Data to process:
<<<<

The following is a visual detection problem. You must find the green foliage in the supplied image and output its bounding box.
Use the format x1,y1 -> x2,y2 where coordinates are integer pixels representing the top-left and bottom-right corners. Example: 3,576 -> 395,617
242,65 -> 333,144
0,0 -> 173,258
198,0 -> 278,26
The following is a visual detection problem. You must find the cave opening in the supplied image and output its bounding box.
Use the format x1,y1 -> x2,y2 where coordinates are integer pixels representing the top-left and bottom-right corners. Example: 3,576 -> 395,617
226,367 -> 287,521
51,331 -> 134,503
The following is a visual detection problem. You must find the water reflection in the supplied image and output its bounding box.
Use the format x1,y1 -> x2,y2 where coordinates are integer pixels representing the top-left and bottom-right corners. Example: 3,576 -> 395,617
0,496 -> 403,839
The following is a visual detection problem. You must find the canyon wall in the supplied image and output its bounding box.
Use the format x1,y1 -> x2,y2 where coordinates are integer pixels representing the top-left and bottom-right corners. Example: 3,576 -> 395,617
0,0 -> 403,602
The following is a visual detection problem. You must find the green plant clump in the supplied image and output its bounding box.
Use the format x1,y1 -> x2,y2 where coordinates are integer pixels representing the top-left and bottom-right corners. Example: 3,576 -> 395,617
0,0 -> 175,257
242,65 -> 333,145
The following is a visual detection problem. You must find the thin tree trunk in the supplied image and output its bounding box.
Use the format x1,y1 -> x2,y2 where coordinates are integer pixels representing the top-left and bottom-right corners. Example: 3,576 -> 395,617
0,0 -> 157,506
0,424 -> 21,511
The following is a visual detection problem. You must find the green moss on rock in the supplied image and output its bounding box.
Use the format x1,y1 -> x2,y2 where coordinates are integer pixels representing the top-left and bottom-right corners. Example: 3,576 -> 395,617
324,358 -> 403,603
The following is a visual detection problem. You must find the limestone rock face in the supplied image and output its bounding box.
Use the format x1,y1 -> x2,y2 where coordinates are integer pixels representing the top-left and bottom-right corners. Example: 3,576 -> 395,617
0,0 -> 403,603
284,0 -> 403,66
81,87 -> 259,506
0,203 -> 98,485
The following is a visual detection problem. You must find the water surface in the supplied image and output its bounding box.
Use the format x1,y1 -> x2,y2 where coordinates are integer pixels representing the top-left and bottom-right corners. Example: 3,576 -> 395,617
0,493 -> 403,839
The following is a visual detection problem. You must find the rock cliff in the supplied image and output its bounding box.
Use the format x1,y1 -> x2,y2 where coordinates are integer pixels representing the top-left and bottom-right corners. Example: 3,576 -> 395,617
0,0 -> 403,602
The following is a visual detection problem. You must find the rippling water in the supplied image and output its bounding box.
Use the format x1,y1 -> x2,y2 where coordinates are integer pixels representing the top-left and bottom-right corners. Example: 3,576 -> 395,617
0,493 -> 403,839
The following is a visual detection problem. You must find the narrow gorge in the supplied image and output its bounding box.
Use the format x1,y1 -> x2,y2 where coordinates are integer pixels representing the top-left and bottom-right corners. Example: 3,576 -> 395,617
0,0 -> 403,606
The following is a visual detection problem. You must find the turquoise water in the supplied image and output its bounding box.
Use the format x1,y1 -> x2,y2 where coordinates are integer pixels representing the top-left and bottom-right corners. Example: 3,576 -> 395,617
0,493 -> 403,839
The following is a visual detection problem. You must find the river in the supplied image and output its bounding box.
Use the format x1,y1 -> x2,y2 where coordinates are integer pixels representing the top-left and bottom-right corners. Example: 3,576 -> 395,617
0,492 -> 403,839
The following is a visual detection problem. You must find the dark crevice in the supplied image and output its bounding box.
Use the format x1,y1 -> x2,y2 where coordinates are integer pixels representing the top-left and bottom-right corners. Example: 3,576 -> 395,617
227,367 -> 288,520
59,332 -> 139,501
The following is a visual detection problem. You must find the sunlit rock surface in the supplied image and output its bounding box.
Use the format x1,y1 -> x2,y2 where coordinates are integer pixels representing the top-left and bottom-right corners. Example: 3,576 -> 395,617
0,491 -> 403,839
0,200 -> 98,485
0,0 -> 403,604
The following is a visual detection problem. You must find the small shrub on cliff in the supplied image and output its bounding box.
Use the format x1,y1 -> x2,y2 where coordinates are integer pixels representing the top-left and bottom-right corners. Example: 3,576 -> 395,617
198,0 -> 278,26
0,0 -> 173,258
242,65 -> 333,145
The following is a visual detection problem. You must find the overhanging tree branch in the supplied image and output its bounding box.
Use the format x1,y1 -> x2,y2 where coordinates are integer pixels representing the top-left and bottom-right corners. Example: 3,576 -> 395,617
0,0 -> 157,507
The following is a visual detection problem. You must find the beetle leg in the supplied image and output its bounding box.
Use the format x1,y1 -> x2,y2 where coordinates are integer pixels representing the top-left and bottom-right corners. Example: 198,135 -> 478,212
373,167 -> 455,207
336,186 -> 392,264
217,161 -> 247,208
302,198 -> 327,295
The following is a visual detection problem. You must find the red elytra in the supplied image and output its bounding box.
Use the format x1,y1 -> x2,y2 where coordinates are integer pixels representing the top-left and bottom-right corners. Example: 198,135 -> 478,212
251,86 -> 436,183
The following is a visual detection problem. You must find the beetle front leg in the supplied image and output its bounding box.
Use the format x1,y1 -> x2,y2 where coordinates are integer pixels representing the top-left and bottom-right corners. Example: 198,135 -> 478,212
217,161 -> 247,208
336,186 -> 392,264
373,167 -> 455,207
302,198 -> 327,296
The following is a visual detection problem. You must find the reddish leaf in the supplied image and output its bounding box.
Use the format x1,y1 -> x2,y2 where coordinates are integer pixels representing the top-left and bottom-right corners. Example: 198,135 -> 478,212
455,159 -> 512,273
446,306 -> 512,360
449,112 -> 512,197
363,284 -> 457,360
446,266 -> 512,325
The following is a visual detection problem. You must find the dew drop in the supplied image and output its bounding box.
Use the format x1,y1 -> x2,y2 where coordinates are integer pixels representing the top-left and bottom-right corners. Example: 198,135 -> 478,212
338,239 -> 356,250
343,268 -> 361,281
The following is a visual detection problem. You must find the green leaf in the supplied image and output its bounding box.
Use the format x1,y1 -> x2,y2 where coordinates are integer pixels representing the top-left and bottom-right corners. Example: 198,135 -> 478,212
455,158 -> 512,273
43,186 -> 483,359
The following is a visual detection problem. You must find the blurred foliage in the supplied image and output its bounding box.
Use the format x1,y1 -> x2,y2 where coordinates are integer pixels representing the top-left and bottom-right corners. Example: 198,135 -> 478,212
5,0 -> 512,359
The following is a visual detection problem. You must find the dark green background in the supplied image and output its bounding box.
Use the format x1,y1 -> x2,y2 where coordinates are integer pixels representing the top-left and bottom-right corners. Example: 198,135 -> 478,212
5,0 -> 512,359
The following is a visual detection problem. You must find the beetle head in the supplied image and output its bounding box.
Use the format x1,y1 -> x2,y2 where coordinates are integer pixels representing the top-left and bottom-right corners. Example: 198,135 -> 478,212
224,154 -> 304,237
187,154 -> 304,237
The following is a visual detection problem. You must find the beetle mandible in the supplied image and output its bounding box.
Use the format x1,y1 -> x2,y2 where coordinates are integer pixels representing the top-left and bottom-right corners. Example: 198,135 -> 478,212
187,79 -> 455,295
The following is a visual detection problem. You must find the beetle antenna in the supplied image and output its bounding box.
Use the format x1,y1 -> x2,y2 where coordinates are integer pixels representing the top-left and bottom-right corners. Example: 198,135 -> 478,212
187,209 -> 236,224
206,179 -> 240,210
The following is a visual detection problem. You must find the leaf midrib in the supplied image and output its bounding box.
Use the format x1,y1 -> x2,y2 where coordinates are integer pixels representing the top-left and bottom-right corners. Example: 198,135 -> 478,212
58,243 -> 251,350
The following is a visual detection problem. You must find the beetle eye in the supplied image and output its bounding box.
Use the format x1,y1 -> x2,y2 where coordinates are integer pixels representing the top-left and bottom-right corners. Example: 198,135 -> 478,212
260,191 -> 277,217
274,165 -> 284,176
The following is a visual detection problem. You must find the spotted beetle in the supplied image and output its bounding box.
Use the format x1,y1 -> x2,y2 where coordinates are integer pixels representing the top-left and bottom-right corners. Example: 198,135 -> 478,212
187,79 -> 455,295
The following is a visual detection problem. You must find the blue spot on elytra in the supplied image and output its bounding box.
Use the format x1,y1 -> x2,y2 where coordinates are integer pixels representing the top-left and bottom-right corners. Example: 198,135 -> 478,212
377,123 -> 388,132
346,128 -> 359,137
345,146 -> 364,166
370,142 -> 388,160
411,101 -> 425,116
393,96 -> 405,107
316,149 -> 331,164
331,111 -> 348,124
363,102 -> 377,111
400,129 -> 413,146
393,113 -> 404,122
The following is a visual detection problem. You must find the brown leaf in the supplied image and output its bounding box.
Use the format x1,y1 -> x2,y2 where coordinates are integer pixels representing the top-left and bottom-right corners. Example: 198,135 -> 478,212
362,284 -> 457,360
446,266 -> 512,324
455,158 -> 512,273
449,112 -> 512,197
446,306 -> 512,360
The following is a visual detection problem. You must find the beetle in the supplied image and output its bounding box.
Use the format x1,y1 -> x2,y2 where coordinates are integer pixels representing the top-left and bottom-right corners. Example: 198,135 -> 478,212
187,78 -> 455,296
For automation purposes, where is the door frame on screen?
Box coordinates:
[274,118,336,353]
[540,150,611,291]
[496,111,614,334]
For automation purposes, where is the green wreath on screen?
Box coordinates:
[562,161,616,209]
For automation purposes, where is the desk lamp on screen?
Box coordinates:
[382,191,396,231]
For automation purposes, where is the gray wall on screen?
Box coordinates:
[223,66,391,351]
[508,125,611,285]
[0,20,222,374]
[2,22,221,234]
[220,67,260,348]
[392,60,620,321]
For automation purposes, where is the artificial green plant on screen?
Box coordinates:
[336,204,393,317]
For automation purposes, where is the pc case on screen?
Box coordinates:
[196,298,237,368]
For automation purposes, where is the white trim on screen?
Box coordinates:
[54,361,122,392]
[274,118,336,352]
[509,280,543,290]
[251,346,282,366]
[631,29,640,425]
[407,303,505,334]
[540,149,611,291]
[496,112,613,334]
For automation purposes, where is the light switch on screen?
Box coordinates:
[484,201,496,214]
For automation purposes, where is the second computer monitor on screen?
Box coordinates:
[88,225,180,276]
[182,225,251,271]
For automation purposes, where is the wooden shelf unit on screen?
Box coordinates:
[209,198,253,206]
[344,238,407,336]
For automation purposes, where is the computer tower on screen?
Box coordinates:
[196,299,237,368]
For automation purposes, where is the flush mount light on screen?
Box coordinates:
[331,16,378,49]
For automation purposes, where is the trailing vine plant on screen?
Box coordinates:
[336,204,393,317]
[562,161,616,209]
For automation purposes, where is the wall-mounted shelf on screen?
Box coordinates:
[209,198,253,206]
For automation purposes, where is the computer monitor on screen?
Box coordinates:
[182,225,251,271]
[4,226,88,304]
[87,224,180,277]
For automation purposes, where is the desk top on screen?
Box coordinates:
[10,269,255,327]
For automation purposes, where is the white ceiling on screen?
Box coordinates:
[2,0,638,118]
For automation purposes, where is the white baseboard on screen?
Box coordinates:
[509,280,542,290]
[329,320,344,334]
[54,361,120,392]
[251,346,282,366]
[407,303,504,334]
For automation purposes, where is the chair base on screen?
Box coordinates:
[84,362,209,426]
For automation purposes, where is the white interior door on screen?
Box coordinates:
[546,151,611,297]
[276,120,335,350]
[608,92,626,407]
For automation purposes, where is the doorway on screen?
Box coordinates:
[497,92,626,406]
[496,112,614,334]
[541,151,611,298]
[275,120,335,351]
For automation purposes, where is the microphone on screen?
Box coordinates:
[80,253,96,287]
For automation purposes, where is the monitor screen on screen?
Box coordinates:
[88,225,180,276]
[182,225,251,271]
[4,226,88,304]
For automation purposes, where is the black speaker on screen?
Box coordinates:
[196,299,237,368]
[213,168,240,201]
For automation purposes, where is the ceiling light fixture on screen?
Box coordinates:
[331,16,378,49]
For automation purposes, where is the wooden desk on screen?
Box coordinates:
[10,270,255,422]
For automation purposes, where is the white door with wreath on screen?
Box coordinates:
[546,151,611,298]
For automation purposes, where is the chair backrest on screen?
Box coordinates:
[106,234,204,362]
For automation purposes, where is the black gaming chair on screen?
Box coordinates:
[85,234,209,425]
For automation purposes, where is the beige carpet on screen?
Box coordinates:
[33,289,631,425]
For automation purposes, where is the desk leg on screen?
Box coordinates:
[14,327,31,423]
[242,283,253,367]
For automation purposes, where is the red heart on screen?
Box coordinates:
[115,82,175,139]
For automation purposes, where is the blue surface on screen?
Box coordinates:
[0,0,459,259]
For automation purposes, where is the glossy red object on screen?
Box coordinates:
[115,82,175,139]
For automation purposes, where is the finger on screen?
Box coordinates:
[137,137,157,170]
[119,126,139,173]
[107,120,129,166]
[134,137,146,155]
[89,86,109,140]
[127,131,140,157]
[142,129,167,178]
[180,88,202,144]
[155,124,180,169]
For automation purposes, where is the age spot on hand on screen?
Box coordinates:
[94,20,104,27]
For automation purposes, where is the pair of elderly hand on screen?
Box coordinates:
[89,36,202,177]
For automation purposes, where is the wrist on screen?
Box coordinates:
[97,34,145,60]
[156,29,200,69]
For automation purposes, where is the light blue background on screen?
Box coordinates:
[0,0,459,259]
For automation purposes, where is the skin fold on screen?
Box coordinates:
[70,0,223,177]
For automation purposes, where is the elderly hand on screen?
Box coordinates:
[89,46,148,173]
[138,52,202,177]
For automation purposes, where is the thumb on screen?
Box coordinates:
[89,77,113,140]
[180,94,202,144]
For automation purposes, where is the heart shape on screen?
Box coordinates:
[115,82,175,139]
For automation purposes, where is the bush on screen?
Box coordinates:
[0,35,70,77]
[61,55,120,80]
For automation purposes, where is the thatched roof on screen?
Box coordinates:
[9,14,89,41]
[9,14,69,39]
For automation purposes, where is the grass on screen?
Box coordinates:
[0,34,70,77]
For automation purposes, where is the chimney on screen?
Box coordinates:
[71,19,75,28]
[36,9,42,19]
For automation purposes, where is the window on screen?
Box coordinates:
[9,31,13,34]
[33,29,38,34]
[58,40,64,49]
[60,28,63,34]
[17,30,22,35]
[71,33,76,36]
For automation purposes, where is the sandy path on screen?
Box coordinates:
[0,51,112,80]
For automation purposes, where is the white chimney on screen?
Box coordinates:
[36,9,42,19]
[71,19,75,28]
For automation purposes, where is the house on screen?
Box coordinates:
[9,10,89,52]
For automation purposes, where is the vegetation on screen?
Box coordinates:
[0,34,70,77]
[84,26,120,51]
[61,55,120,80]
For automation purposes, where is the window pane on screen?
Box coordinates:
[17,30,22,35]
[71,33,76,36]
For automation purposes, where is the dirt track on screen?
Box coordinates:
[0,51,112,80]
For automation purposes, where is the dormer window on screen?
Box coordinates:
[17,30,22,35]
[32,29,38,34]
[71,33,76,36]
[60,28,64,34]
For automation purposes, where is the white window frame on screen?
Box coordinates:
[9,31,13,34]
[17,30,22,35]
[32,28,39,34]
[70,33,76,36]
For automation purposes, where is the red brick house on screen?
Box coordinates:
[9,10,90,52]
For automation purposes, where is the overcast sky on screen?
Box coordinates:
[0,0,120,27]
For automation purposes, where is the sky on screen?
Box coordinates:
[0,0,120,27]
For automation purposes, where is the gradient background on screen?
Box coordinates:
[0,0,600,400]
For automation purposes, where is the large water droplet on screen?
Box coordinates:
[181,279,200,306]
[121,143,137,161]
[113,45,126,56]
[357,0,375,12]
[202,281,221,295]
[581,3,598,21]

>>>>

Convert the data, from the line containing "find the spotted" through the line containing "393,113 -> 404,122", into a numbered list with blank lines omitted.

Task result:
1. The following is a visual detection problem. You must find the spotted beetle in the supplied image and output its bounding box.
2. Use the format x1,y1 -> x2,y2 where coordinates are integer pixels representing the top-left and bottom-right corners. Example: 198,135 -> 478,212
3. 187,79 -> 455,295
4. The following is a visual detection problem. You must find the blue spot on elytra in the supplied image and output its bounding box.
5. Use the format x1,y1 -> x2,y2 where coordinates are integer pixels representing the top-left and bottom-right corners. Example: 198,135 -> 478,212
6. 377,123 -> 388,132
7. 346,128 -> 359,137
8. 345,146 -> 364,166
9. 370,142 -> 388,160
10. 411,101 -> 425,116
11. 393,96 -> 405,107
12. 316,149 -> 331,164
13. 331,111 -> 348,124
14. 363,102 -> 377,111
15. 400,129 -> 413,146
16. 393,113 -> 404,122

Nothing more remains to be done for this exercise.